*Task objective:*
Copy nothing but the text: reproduce each line of the listing exactly and leave the pictures out.

---------------

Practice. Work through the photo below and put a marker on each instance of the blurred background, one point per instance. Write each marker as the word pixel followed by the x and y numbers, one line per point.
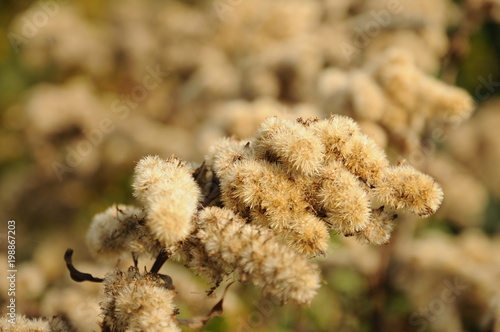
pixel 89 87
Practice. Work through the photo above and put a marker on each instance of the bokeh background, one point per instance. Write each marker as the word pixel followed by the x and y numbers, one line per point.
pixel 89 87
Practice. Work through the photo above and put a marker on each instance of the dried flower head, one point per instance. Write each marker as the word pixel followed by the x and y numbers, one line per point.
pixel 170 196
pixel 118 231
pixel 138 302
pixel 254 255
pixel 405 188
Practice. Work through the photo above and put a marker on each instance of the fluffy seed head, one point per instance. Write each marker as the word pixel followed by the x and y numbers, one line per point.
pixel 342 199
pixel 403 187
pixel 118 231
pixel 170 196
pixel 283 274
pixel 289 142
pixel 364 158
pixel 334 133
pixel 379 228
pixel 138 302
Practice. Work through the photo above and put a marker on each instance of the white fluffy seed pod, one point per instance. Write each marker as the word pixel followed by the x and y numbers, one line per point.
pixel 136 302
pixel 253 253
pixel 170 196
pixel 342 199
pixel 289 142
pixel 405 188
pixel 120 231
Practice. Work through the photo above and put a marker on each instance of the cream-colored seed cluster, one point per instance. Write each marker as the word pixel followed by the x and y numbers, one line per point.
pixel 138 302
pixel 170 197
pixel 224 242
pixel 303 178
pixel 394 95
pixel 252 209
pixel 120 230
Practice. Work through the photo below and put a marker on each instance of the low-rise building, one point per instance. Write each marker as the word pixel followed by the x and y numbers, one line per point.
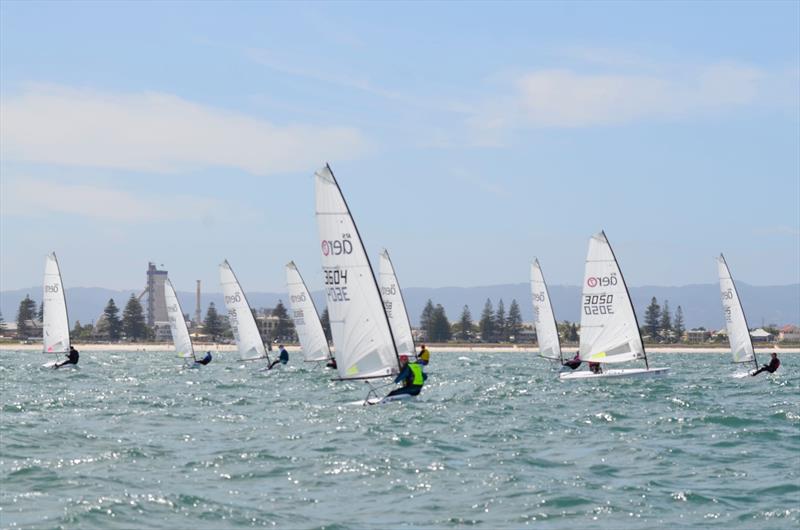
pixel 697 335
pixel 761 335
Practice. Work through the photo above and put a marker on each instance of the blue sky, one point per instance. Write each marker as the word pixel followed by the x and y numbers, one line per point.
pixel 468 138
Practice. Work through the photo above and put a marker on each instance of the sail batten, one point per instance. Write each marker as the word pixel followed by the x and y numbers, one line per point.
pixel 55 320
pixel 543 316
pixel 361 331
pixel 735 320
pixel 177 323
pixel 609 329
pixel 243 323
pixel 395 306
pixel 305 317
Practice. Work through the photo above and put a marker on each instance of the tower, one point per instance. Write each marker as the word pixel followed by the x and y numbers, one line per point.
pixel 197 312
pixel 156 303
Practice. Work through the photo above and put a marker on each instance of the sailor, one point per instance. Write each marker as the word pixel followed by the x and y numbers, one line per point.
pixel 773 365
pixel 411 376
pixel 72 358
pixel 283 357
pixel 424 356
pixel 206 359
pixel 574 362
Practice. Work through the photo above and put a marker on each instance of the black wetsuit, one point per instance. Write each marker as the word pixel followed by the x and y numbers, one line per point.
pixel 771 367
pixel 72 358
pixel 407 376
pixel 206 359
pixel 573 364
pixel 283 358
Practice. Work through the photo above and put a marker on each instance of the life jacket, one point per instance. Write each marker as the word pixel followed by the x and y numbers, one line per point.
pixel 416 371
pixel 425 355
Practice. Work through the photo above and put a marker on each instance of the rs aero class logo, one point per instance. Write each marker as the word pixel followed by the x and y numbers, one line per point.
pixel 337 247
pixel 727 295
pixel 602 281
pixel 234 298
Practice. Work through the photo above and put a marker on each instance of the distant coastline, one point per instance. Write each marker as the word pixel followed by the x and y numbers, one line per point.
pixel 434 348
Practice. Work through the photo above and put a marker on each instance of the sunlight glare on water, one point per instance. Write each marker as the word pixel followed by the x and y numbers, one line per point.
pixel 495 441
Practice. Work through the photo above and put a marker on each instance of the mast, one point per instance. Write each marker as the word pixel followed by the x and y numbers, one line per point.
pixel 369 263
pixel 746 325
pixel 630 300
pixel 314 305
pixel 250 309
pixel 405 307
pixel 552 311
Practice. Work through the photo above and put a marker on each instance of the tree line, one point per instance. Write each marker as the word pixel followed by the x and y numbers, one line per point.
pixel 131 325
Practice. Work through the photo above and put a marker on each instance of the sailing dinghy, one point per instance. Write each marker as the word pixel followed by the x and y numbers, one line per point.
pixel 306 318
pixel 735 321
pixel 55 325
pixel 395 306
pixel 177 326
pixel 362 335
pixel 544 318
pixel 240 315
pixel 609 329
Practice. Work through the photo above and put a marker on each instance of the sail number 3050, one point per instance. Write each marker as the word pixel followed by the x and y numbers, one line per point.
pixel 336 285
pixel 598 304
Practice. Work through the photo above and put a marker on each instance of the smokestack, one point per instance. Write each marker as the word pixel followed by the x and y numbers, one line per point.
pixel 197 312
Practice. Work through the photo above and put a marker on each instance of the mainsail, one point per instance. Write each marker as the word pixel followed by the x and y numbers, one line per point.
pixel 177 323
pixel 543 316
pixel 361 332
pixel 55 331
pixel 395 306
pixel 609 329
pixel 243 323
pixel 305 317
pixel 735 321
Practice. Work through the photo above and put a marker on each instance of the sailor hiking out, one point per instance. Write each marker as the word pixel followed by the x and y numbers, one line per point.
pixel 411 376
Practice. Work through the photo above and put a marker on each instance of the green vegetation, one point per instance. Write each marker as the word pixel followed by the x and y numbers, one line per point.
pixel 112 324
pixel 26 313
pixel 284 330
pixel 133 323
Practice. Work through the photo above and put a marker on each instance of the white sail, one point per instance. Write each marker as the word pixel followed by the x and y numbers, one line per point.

---------------

*Solution for this problem:*
Practice. Work through the photo below and put a marker on each instance of the blurred background, one point per instance. Write each marker as the word pixel followed by the x and y numbers, one line per point.
pixel 89 87
Practice. Work through the photo above and put a marker on each instance of the bokeh background, one point per instance. Write each marker as the word pixel followed by the x and y numbers, one line per point.
pixel 89 87
Practice. Work through the photo above and put a marker on each instance of the dried flower head, one point per instance. Write each marker as the word pixel followed by the x and y numbers, one line per point.
pixel 170 196
pixel 118 231
pixel 138 302
pixel 254 255
pixel 405 188
Practice. Work through the photo above and put a marker on each instance of the fluffy seed head, one point per instance. Write each marker as the word pixel followed by the x and y numbers, one line per point.
pixel 342 199
pixel 403 187
pixel 118 231
pixel 170 196
pixel 283 274
pixel 289 142
pixel 364 158
pixel 334 133
pixel 379 228
pixel 138 302
Practice. Work through the photo above and put a marker on each instance of the white fluffy seed pod, one point per instance. Write each marker as the word pixel followed by the x and y numbers, one line per point.
pixel 136 302
pixel 253 253
pixel 170 196
pixel 342 199
pixel 289 142
pixel 405 188
pixel 120 231
Practice. Work through the photo above and put a marker on each instance of the cream-colored seed cluster, one point per instance. Write each marker as the word pixel followed by the x and y numbers, one line per point.
pixel 138 302
pixel 170 197
pixel 224 242
pixel 303 178
pixel 394 95
pixel 252 209
pixel 120 230
Practice. Work through the photo below and put a marker on each instance of the low-rise building, one point per instance. Write each marker as the word pixel followed by the x and y numbers, one line per point.
pixel 697 335
pixel 761 335
Practice. Work through the photo above and put a marker on each instance of the blue sky, one point per instance. Write each marker as the word pixel followed by the x and y numbers, one line per point.
pixel 468 138
Practice. Work through the photo above and put a marker on each instance of the sail batten, one point per instance. Write each marker as the word pixel followed by the x and y numbers, one line per point.
pixel 55 320
pixel 543 316
pixel 361 331
pixel 735 320
pixel 177 323
pixel 609 329
pixel 243 323
pixel 395 306
pixel 305 317
Practice. Work through the photo above and put a marker on each instance of the tower, one point per instance. Write each marker as the word pixel followed by the x and y numbers, one line per point.
pixel 197 312
pixel 156 303
Practice. Work through the photo above and put a marker on each instance of the sailor, one point per instance. Write each marker as the word pixel followed by the x and y numbers, one line per point.
pixel 773 365
pixel 411 376
pixel 72 358
pixel 283 357
pixel 424 356
pixel 206 359
pixel 574 362
Practice. Work through the photo above and put a marker on each instance of the black wetsuit, one point per instance. Write each marker as the word pixel followed by the x and y numbers, one line per point.
pixel 771 367
pixel 72 358
pixel 407 376
pixel 206 359
pixel 573 364
pixel 283 358
Practice. Work through the photo above and put a marker on each instance of the life jacket, one point per instance. Write each marker as the word pixel followed by the x and y numbers, one line per point.
pixel 416 371
pixel 425 355
Practice. Work through the photo above and put a marker on each instance of the rs aero class logo, one point per instance. Write each marker as the word pixel followed by the x and y numbers, one line per point.
pixel 337 247
pixel 727 295
pixel 602 281
pixel 234 298
Practice. Work through the photo above and put a marker on each instance of the distant coastline, one point per instance. Write each marker as the word pixel followed by the x and y numbers, one line per point.
pixel 434 348
Practice. Work through the photo above and put a marker on each instance of the sunlight glare on water, one point per instance. Write each marker as the word pixel followed by the x and y numbers, one line per point.
pixel 495 441
Practice. Work through the photo above and put a marker on each instance of the mast, one point per instance. Write each marker as the word pixel followed by the x and y numbers, one line per point.
pixel 369 263
pixel 746 325
pixel 630 300
pixel 314 305
pixel 250 309
pixel 405 307
pixel 552 311
Practice. Work through the photo above and put a marker on each instance of the tree line, one point per instance. Write each marker as the word pixel followed by the x and y numbers, one line per point.
pixel 131 325
Practice. Work through the photo above and put a marker on each instance of the sailing dinghy, one point per instance. Write each marker as the word pixel followed by the x and y numbers, one line per point.
pixel 306 318
pixel 735 321
pixel 55 325
pixel 395 306
pixel 177 326
pixel 362 335
pixel 544 318
pixel 240 315
pixel 609 329
Practice. Work through the photo above and put a marker on each instance of the sail number 3050, one point per instance. Write each marker as the word pixel followed by the x and y numbers, one line per point.
pixel 336 285
pixel 598 304
Practice. Work through the photo above and put a marker on each instance of the smokestack, one point per instance. Write each marker as the word pixel followed by the x and y numbers, one line per point.
pixel 197 312
Practice. Work through the photo above and put a marker on each instance of the mainsail, one point per instance. Write each marker as the word pixel followed by the x and y numbers, one line per point.
pixel 177 323
pixel 543 316
pixel 361 332
pixel 55 331
pixel 395 306
pixel 609 329
pixel 243 323
pixel 305 317
pixel 735 321
Practice. Work through the photo above and put a marker on each instance of the sailor hiking out, one point per instance. Write each marker as the word pixel followed by the x and y numbers, one line per point.
pixel 411 376
Practice. Work through the photo above and put a marker on each instance of the green vegetation, one point per instance. Write each marker as the word pixel followed by the x and y numbers, one line per point.
pixel 112 324
pixel 26 313
pixel 284 330
pixel 133 323
Practice. Work through the photo above and put a marker on each instance of the white sail, one point per instance. Write each marker as the word pixel followed by the x and y numbers, one line per point.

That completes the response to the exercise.